#### SOURCE TEXT ####

Oppression and Discrimination of Minorities in Iran: The Azerbaijanis as an example

 

Dr. Mordechai Kedar

The citizens of Iran are not one ethnic unit but many units. The main ethnic groups in Iran are the Persians, Azerbaijanis, Kurds, Arabs, Baluchis, and Turkmens. There are many other smaller groups as well. The Persians are the ruling minority, and the rest are oppressed with a heavy hand and an iron fist. The largest minority is the Azerbaijanis who are located in northern Iran, south of the independent state of Azerbaijan, which until the collapse of the Soviet Union in 1989 was part of the Soviet Union. Thus, the Azerbaijani people are divided into two parts: in the north, the free, independent part of their country, Azerbaijan, whose capital is the city of Baku, and in the south, the southern Azerbaijanis, who are trying to survive under a cruel system of discrimination and oppression operated by the Iranian regime. The historical capital city of the Azerbaijani people, Tabriz, is located in Iranian territory and the language of the Azerbaijani people is a Turkish dialect. It is important to note that the oppression of minorities in Iran is not an invention of the Ayatollah regime, as they were severely oppressed under the regime of the Shah as well.

THE AZERBAIJANI MINORITY CASE

Tens of millions of Southern Azerbaijanis suffer from everyday discrimination in Iran. The actual number of Azerbaijanis in Iran is unknown – since the regime considers this information too sensitive. Azerbaijanis in Iran claim that their group is bigger

than the Persian one, yet the Persians keep the key positions to themselves and oppress the other groups. Although there are between 25 and 30 million Azerbaijanis in Iran, the Iranian regime, held in the hands of the Persians, strives to erase their culture and self-identification, turning them into “Iranians”; or even “Persians”. The regime simply does not register many of them as Azerbaijanis. At the international conference in the European Parliament on July 6, 2023, dedicated to the plight of the Azerbaijanis in Iran, a representative of this minority from Tabriz – the cultural and historic Azeri center for centuries – told the story of their oppression. An editor of a TG-Channel AZfront, which coordinates protest activity of eight different Azerbaijani organizations, could not participate directly, because she and her colleagues are hunted by the IRGC.

The minorities in Iran – and especially the Azerbaijanis- suffer from many kinds of discrimination:

CULTURAL DISCRIMINATION

The Azerbaijani language and culture, the very essence of the people’s national identity, are the main targets of the Iranian regime, led by the Persians:

  • The Iranian regime destroys, or at least neglects, cultural sites and monuments important to the history of the Azerbaijani people, erasing centuries of their history in their own land.

####

- WRITTEN PROBLEM -
Extend the article on the oppression of Azerbaijanis in Iran past its final bullet point, staying within the topic it is on.

#### STORED ROWS ####

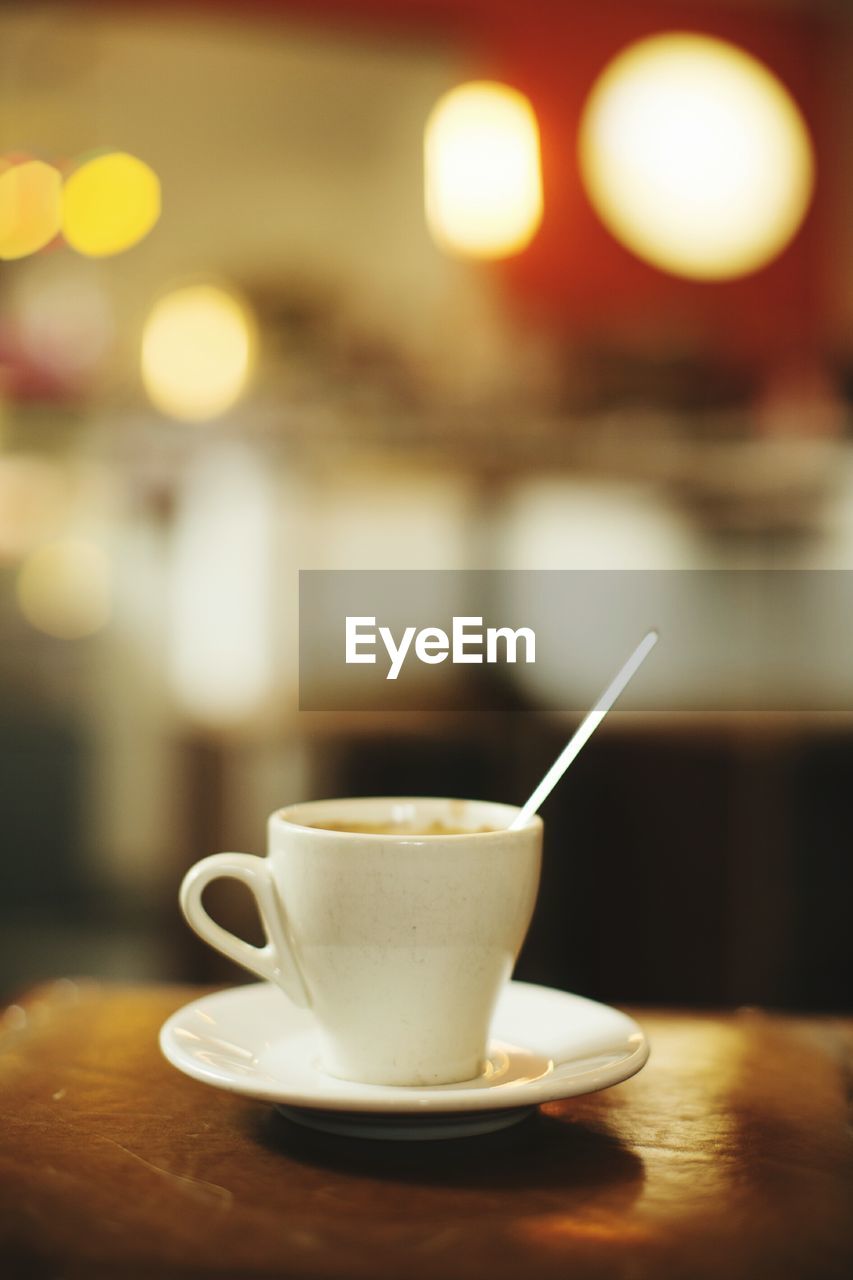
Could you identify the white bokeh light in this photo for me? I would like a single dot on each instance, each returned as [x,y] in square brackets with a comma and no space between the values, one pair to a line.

####
#### STORED ROWS ####

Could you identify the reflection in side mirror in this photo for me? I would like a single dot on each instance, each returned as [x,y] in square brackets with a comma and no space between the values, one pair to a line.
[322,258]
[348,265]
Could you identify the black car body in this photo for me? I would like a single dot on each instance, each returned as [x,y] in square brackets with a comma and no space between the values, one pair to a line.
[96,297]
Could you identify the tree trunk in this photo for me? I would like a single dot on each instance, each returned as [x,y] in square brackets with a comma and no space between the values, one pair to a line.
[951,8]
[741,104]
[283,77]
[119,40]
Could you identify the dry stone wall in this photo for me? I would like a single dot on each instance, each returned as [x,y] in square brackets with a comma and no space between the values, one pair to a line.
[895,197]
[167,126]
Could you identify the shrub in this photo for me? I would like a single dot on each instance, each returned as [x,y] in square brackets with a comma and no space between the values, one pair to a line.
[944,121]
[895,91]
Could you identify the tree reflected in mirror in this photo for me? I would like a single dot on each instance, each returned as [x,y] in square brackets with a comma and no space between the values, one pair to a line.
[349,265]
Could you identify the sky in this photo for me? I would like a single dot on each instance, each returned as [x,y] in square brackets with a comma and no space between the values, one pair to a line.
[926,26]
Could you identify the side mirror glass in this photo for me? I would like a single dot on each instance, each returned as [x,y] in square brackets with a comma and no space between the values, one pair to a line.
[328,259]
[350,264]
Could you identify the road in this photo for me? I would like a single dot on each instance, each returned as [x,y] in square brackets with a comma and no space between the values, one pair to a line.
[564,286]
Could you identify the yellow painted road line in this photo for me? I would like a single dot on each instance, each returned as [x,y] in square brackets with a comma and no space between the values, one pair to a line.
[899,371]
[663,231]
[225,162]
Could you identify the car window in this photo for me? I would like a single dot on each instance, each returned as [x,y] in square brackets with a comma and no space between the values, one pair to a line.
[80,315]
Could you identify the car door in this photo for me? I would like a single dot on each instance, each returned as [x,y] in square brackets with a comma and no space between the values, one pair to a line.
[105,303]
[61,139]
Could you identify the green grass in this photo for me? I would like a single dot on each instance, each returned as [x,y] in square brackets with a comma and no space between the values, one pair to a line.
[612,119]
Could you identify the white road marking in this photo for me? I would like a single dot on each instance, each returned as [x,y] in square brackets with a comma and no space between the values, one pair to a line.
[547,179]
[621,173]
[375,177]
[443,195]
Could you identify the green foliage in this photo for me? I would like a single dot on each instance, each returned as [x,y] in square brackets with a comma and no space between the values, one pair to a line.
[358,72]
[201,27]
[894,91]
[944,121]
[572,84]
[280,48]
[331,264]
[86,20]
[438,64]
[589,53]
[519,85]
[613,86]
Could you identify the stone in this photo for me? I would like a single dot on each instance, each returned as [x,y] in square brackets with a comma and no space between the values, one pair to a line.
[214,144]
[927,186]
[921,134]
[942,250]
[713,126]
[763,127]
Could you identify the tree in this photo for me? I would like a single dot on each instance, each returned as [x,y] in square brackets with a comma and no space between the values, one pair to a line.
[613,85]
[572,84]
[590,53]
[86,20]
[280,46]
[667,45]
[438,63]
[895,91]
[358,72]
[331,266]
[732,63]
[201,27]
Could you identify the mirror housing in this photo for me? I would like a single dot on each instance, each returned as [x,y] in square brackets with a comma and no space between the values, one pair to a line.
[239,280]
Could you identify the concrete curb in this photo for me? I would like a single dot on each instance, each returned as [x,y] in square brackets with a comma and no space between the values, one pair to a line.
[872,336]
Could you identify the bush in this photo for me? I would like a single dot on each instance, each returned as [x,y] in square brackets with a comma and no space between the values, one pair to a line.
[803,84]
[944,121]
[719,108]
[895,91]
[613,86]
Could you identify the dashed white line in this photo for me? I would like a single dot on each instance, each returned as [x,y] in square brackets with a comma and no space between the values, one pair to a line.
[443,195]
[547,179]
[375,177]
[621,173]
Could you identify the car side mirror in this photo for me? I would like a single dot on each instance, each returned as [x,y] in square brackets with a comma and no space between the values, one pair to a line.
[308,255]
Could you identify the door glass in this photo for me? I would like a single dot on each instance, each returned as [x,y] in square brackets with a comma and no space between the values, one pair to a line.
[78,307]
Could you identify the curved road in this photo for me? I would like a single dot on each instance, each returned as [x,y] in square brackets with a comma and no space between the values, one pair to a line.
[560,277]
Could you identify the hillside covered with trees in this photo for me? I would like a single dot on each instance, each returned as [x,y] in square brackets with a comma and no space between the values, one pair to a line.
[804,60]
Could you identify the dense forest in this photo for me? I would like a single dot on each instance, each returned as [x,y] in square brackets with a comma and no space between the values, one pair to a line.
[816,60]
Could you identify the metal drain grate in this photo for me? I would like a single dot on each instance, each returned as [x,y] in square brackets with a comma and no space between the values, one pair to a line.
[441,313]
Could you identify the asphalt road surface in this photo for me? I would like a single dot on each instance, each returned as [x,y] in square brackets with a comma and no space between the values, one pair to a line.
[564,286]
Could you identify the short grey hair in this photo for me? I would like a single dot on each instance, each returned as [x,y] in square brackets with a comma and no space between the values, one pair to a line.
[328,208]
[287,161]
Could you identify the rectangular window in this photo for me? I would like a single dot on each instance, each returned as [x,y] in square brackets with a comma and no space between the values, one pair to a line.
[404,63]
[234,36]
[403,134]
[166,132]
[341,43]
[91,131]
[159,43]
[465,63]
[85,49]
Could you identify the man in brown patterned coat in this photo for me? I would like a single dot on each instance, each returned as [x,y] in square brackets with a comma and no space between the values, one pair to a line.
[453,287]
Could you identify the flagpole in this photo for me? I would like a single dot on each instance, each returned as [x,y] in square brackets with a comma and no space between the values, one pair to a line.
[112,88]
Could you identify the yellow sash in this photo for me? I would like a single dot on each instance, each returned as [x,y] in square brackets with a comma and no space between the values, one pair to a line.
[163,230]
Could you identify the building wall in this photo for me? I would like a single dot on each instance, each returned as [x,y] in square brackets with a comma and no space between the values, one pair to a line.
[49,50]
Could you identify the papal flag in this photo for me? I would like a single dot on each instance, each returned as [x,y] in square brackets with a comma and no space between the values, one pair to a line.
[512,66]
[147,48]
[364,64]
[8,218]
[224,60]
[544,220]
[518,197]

####
#### STORED ROWS ####

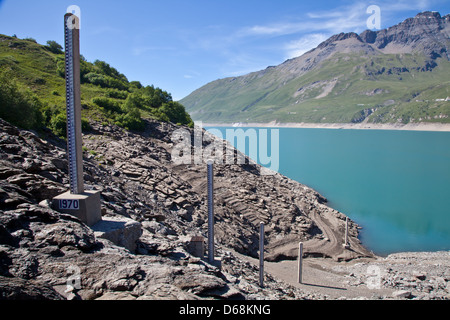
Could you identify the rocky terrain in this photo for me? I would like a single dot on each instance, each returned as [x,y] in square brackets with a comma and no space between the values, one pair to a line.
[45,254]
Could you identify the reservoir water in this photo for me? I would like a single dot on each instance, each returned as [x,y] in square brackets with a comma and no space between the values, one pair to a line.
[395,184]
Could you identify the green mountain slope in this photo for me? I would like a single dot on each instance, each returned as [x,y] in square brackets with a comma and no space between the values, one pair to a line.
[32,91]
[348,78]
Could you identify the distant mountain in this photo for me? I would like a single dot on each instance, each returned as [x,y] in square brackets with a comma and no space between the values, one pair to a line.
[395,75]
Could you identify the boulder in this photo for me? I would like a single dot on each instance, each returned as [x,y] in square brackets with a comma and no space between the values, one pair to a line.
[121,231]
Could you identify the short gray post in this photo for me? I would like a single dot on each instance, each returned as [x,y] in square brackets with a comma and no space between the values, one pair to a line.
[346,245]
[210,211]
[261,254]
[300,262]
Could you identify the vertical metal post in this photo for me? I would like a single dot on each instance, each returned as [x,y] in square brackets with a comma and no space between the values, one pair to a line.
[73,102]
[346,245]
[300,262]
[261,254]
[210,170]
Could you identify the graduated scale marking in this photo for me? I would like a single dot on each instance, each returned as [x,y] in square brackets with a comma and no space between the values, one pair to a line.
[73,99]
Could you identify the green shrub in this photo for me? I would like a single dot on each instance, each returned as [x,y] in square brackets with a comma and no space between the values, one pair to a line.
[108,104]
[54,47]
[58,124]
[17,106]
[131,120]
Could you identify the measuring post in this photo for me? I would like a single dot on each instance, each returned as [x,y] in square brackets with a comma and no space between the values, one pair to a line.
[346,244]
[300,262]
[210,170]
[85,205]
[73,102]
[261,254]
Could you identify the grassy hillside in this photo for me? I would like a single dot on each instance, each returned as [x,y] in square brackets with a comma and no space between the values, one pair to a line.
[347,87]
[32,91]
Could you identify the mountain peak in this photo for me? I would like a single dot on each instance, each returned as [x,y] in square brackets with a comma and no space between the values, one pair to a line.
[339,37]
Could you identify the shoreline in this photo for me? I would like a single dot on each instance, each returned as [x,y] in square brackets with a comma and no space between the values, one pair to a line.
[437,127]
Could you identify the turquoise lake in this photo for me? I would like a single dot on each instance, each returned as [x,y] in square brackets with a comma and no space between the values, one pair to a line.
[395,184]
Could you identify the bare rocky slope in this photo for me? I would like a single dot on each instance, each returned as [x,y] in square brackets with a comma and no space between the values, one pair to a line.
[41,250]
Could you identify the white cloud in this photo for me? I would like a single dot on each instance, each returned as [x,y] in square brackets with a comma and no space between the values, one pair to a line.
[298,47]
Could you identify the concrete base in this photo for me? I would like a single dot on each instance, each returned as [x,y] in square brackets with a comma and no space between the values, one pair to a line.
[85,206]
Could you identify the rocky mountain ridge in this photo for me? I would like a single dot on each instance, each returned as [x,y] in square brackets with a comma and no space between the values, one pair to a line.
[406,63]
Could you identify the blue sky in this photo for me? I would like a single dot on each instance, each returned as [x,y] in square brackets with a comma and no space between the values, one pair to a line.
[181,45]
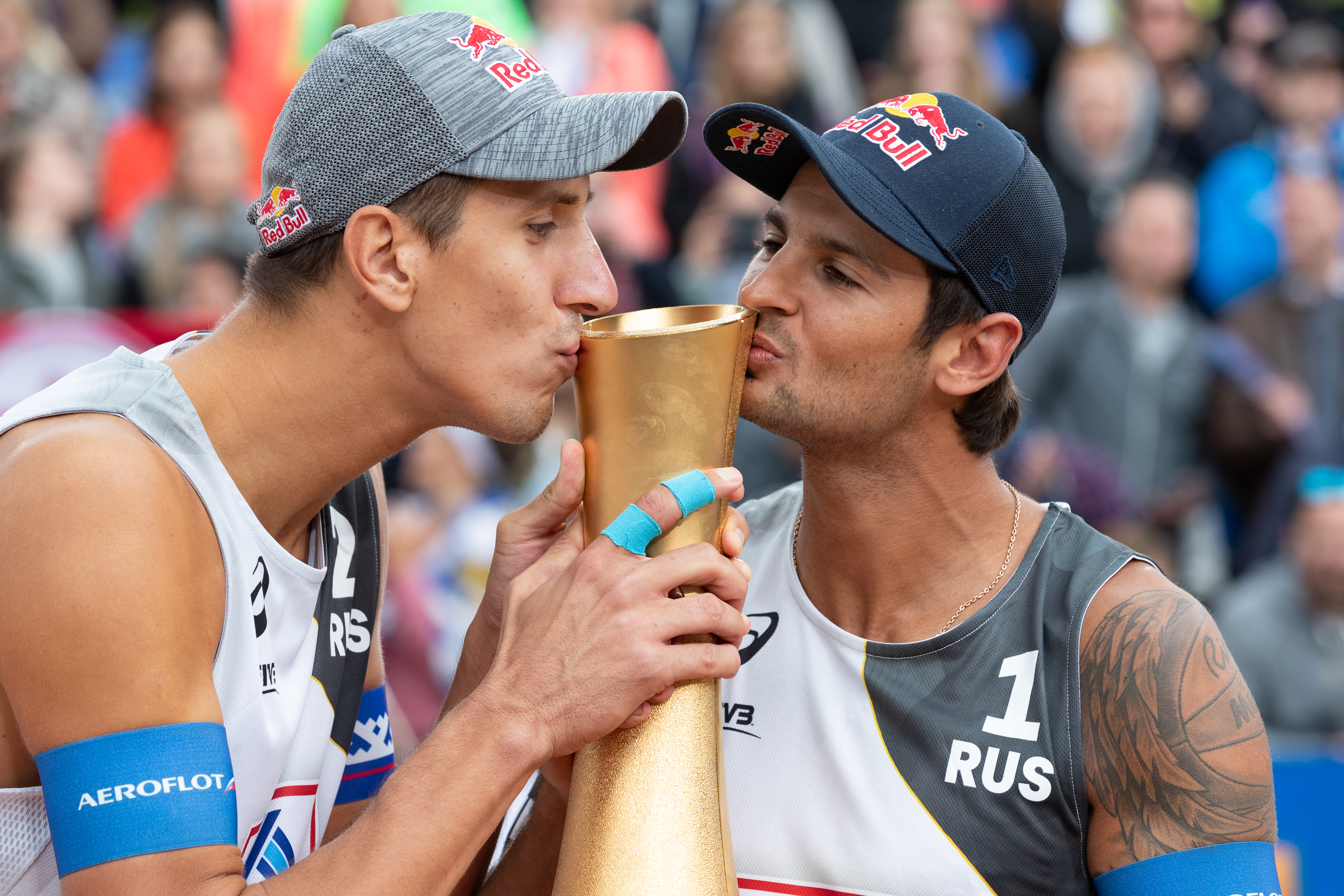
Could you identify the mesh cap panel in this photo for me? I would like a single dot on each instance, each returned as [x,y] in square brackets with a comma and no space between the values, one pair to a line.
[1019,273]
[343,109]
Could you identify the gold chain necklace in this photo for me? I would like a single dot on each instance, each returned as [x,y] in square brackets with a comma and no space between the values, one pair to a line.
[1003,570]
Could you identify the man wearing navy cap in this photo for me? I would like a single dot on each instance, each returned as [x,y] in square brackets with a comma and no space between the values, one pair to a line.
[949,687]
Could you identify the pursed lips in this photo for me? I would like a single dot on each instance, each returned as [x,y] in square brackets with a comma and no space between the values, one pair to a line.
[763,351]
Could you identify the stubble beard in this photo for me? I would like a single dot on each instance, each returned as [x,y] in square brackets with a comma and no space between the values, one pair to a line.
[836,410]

####

- SOLVED PROBLEM -
  • The Iranians have appropriated one of the distinctive features of the art and crafts of the Azerbaijani Turks: what is now known as “Persian rugs” are in fact the product of Azerbaijani traditional hand-woven techniques created many centuries ago. · Azerbaijanis in Iran face difficulties with celebrating national cultural events in public.
  • The government prohibits the use of Azerbaijani names for children, literally cutting the young off from their ethnic roots.
  • State TV and other media, including children’s programming, humiliate Azerbaijanis and devalues their cultural background and practices.

LINGUISTIC DISCRIMINATION

  • The language of Azerbaijanis has never been given official status: it is not used in official documents and the regime forbids using it as the language of instruction in educational institutions. · The use of Azerbaijani or any non-Persian names for businesses and organizations is not allowed in Iran.
  • Any use of non-Persian mother tongues is considered a “national security threat” 1. · Speakers with Azerbaijani accents are satirized and humiliated in state media outlets.

ECONOMIC DISCRIMINATION

  • Although Azerbaijani people live in the north of Iran, they are consistently denied funding for development.
  • As a result, Azerbaijanis face high poverty rates; they are underrepresented in high-paying and decision-making jobs 2.
  • Azerbaijanis’ entrepreneurship is crippled by bans on using the Azerbaijani language in business and commercial activities.

POLITICAL DISCRIMINATION

  • Although the family of the Supreme Leader of Iran, Ayatollah Khamenei, is partially Azerbaijani, Azerbaijanis, in general, are underrepresented in the government and public sector.
  • They are not allowed to create their own political parties and associations. Any such attempt is construed as a national threat and results in persecution, wrongful imprisonment, and other repercussions.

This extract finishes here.